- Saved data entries

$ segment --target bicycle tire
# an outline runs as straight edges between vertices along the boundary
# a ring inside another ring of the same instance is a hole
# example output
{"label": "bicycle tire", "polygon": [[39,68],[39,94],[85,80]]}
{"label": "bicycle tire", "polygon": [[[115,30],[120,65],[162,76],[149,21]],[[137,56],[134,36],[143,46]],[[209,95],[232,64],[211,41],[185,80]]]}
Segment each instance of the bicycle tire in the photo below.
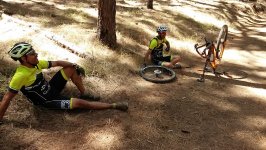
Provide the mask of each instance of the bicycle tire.
{"label": "bicycle tire", "polygon": [[210,58],[209,58],[209,62],[210,62],[210,64],[211,64],[211,67],[212,67],[212,69],[216,69],[216,67],[217,67],[217,65],[220,63],[217,59],[216,59],[216,53],[215,53],[215,47],[214,47],[214,45],[210,48],[210,50],[209,50],[209,55],[208,56],[210,56]]}
{"label": "bicycle tire", "polygon": [[[159,70],[162,74],[156,76],[154,71]],[[176,73],[163,66],[149,65],[140,69],[140,76],[153,83],[169,83],[176,79]]]}
{"label": "bicycle tire", "polygon": [[216,44],[216,56],[218,59],[222,59],[223,57],[227,36],[228,36],[228,26],[223,25],[218,35],[217,44]]}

- WHAT YOU SHOULD DO
The lines above starting at the one that contains "# an outline" and ending at the one that contains "Segment each instance" must be transcribed exactly, and no other lines may appear.

- REPLY TO THE TASK
# an outline runs as straight edges between vertices along the boundary
# a ring inside another ring of the same instance is a hole
# example output
{"label": "bicycle tire", "polygon": [[39,68],[39,94],[85,80]]}
{"label": "bicycle tire", "polygon": [[[115,30],[120,65],[162,76],[149,21]],[[137,56],[134,36],[143,46]],[[209,95],[232,64],[211,41],[185,80]]]}
Segment each instance of the bicycle tire in the photo below.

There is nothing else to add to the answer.